━━ Data for this task
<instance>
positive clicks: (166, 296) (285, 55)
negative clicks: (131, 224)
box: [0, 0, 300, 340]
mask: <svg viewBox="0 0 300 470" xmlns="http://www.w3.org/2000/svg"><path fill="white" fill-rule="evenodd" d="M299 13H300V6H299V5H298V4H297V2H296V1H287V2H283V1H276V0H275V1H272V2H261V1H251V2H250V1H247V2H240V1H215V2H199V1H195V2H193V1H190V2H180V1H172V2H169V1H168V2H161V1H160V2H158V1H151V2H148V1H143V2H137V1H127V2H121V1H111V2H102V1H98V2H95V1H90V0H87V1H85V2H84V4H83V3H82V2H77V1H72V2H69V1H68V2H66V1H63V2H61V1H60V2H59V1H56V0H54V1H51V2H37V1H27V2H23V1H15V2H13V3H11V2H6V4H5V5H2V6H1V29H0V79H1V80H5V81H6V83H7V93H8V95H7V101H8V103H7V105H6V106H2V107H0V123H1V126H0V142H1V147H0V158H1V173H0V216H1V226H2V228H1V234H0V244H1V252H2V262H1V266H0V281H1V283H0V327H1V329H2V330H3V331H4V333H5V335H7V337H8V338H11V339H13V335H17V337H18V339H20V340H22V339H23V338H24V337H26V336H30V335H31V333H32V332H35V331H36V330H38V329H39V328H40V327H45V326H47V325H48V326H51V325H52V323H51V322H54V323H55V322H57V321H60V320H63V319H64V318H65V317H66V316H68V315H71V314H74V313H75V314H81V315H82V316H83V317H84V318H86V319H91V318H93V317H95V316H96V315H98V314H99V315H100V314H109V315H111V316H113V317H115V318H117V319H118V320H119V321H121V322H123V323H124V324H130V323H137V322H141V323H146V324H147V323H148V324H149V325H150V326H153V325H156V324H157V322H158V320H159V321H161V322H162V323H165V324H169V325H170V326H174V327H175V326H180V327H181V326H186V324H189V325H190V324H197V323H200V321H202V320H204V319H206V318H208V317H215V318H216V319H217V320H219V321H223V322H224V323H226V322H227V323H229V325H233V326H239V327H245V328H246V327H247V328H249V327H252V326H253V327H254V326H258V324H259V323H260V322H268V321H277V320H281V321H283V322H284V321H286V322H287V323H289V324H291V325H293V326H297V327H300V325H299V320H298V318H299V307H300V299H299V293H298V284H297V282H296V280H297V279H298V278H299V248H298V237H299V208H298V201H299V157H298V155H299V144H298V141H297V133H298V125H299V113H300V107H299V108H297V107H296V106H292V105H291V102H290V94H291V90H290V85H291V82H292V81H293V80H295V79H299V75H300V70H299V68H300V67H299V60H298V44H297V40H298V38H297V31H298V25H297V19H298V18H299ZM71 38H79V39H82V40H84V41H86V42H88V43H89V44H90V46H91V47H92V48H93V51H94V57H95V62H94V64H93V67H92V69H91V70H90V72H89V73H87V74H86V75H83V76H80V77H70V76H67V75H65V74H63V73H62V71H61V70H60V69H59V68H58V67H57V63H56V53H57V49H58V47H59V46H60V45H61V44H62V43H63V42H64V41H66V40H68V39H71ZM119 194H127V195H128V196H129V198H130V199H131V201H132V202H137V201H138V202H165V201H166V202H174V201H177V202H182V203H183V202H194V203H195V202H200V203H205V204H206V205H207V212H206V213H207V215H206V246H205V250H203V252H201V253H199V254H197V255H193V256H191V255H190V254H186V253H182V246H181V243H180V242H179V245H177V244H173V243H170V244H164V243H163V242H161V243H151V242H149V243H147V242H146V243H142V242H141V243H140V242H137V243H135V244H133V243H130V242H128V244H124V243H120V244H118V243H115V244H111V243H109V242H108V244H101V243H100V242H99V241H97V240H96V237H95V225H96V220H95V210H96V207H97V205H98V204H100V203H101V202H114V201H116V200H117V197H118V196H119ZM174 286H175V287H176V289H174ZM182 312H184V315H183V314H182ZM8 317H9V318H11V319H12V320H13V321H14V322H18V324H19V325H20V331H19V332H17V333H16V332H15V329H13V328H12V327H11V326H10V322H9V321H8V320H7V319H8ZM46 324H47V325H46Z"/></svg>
━━━━
━━ Data for this task
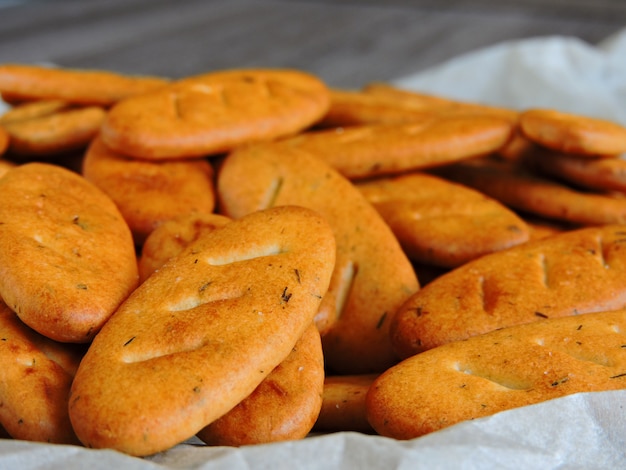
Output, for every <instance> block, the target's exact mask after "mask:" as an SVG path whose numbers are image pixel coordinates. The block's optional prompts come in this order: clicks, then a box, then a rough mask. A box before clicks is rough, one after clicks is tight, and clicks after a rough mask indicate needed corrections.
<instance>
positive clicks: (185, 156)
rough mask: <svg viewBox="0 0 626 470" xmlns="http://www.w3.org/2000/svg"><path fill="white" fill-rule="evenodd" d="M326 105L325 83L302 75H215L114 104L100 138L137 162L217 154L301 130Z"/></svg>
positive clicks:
━━━━
*Assignment*
Count the lines of the records above that contain the word "positive". Give only the number.

*Result below*
3